### AIM
Your task is to reproduce exactly the lines from the line with "roadside sign post" through the end of the records below.

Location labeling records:

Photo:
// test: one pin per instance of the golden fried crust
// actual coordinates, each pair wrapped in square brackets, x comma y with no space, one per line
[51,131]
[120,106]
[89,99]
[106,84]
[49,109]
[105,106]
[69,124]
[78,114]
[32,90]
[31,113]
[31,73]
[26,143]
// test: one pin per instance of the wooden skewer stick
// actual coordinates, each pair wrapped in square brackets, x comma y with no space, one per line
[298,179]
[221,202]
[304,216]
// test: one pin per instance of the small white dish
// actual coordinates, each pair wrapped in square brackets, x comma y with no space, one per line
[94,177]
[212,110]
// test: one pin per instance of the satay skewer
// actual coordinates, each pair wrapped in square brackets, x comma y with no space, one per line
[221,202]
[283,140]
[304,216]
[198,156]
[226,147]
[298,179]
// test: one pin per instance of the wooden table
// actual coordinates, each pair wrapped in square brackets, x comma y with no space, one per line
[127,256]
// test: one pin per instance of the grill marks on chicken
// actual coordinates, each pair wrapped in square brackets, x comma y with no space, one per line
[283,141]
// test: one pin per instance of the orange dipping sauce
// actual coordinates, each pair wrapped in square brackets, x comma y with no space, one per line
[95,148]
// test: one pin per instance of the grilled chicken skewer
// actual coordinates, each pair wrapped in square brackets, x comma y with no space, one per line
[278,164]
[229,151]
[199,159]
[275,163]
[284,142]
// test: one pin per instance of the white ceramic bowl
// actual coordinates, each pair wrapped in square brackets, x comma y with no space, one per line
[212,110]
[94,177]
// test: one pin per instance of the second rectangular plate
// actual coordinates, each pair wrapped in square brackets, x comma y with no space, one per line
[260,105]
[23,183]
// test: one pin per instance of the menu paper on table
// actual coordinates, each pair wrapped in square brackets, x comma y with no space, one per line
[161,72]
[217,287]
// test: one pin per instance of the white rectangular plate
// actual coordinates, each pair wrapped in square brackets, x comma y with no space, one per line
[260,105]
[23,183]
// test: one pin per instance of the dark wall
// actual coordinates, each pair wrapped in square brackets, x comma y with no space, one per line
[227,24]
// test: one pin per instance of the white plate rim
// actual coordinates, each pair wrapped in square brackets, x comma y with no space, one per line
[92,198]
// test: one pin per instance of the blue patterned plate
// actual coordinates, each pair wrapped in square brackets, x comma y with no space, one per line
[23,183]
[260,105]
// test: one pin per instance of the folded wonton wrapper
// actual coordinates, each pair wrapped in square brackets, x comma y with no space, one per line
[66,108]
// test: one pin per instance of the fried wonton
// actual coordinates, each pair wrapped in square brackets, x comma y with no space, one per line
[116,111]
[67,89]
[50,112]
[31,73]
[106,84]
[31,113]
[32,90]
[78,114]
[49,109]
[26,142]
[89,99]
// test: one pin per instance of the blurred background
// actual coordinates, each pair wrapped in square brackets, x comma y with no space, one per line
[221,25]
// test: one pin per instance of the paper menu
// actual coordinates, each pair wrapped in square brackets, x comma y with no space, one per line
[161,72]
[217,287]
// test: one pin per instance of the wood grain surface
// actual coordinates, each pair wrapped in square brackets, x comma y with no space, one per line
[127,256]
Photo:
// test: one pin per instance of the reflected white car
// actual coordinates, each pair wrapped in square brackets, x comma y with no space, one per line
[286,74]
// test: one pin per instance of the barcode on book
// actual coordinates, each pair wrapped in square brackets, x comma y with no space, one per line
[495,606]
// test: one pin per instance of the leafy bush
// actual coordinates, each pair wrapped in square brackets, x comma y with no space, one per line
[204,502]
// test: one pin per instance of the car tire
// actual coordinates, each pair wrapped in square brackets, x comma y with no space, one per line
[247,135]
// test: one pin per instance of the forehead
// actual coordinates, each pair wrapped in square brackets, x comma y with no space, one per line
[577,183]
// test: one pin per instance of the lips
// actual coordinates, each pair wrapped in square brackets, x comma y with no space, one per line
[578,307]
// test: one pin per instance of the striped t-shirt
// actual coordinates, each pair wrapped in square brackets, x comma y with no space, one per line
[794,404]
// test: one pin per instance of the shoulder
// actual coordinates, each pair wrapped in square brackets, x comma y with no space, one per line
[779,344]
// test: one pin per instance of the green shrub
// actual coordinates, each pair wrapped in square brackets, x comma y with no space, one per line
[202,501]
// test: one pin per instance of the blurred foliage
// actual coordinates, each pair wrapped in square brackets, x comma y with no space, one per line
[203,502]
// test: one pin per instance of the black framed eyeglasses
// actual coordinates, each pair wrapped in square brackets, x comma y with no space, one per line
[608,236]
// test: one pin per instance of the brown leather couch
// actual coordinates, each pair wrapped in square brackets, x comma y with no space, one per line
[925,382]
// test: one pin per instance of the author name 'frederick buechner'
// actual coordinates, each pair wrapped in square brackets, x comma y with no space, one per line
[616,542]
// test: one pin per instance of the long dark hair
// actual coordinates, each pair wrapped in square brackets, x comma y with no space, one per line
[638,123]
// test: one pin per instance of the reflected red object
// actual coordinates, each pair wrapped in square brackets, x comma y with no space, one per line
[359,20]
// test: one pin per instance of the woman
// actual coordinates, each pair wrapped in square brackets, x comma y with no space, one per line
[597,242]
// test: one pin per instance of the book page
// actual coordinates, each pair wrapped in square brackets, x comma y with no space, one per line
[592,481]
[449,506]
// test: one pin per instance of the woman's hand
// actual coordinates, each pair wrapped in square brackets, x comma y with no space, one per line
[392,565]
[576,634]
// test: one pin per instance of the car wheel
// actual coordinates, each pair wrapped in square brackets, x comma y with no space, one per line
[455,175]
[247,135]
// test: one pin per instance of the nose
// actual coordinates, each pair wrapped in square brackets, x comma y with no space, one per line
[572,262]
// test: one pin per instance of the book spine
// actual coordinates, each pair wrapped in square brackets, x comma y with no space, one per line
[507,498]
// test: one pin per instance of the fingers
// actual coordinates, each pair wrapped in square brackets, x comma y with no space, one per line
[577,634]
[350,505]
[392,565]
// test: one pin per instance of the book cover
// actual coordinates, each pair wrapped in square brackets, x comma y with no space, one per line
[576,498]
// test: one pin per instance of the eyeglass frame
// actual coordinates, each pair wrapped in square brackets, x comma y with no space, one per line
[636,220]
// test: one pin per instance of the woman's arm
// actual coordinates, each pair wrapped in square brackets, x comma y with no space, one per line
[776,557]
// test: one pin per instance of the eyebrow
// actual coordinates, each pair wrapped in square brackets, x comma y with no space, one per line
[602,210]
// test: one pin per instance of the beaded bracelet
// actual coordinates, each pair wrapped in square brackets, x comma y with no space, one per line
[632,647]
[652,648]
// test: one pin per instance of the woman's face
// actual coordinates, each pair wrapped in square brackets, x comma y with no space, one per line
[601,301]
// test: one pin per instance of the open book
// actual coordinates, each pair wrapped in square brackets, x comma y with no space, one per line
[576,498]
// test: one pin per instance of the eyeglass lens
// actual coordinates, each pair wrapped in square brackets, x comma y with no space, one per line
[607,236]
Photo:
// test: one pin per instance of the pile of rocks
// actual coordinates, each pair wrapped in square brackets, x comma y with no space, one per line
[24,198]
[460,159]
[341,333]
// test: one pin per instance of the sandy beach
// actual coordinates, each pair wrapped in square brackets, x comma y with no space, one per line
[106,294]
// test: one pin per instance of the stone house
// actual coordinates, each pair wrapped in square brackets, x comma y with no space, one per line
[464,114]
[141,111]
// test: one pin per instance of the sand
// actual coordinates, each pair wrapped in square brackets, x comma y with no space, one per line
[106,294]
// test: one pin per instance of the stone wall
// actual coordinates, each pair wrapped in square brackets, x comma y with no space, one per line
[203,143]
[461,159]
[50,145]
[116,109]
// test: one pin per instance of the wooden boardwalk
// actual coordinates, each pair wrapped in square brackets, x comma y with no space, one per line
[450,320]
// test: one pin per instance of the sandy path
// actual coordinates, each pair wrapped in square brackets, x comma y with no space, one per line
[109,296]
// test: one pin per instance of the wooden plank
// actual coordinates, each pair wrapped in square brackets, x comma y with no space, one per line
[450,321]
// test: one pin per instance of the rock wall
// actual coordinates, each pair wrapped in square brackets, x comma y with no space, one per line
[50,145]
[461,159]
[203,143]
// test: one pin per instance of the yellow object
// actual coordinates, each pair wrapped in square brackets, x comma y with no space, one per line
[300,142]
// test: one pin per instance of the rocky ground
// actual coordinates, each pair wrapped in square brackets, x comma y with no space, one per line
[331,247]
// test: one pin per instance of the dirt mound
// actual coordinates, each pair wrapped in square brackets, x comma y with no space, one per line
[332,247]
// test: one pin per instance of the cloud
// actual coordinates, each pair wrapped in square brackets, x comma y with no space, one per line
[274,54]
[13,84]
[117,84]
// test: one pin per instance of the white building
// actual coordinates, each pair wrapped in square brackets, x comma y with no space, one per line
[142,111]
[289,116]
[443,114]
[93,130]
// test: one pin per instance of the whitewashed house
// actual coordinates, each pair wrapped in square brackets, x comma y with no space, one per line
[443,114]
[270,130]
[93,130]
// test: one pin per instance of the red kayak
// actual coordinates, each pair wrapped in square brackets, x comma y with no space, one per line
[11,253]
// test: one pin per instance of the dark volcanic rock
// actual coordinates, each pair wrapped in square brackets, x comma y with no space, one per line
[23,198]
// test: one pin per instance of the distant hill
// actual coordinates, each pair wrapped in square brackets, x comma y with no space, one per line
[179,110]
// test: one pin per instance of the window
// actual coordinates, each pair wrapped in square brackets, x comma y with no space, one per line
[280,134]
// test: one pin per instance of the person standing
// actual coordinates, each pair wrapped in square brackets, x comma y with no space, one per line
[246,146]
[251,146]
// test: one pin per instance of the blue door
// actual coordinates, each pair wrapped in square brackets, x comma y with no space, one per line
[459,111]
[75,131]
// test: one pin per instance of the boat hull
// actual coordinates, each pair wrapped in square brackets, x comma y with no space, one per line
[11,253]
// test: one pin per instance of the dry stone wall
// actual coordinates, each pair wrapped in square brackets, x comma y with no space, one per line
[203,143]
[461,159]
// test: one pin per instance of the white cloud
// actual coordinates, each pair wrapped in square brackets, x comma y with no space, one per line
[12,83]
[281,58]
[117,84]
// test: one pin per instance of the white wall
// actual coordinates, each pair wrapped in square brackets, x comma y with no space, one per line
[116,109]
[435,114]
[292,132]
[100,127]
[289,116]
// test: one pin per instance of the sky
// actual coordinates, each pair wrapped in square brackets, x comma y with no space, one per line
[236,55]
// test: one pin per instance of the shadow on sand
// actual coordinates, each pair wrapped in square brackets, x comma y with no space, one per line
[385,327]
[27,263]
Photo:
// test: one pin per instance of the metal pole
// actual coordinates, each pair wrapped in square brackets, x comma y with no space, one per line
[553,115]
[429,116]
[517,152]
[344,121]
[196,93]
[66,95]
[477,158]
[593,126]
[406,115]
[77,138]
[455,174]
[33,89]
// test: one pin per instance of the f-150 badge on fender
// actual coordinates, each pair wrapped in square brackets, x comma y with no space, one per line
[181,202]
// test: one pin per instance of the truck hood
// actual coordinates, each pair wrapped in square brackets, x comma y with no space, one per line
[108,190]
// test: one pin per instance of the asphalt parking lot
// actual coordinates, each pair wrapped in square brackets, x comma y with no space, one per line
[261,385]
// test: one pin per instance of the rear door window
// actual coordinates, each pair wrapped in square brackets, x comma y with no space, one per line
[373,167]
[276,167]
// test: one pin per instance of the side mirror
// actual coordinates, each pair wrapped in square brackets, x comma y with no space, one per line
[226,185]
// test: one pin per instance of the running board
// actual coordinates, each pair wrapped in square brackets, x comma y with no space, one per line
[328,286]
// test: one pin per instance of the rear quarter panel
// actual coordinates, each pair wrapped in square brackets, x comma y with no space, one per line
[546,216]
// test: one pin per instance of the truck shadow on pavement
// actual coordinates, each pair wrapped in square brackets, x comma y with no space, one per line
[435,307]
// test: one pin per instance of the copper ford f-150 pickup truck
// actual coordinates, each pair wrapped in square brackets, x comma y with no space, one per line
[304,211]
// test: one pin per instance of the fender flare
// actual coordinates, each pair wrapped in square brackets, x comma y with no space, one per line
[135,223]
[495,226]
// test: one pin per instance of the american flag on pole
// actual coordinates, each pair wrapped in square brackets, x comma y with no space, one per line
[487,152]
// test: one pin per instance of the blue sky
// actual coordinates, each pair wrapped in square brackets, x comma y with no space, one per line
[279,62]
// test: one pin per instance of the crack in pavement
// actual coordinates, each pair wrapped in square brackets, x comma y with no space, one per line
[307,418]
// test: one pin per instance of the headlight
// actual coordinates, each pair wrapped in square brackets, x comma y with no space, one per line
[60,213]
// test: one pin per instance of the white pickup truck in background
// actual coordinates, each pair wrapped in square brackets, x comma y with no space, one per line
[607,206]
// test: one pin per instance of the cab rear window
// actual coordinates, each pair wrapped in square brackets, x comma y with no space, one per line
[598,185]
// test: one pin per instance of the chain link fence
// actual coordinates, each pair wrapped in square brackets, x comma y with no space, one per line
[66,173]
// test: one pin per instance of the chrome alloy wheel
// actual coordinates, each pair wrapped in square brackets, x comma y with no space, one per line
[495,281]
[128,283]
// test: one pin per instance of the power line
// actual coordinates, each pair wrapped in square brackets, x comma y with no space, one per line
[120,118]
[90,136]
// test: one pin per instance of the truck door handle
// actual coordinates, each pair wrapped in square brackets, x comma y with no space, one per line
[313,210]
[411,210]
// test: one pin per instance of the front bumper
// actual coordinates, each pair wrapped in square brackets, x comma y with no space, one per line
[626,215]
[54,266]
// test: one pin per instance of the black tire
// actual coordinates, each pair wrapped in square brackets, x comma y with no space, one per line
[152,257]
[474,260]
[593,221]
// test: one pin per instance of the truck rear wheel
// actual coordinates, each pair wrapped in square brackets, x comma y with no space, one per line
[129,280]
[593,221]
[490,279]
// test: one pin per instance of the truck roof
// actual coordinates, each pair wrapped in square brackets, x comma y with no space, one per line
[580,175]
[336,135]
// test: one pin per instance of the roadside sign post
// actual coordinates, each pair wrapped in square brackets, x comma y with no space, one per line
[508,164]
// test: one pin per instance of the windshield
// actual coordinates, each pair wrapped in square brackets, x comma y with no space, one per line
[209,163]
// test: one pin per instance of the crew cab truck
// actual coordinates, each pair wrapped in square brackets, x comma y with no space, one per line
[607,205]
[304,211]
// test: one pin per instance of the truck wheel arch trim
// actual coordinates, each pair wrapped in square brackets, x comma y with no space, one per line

### EXPECTED OUTPUT
// test: one pin per instance of the roadside sign post
// actual coordinates, each pair wrapped in square brackets, x comma y with no space, one per line
[508,164]
// test: one pin per instance of the windshield
// actual coordinates, each pair wrapped in square brackets, x comma y with no space, one per line
[209,163]
// test: one pin per instance of the crew cab truck
// actual coordinates, each pair wrapped in square brackets, x comma y with no space, one per line
[607,205]
[304,211]
// test: one pin per instance of the truck wheel arch trim
// actual coordinates, each pair wrapped in square brackets, x comma y with no space, one per line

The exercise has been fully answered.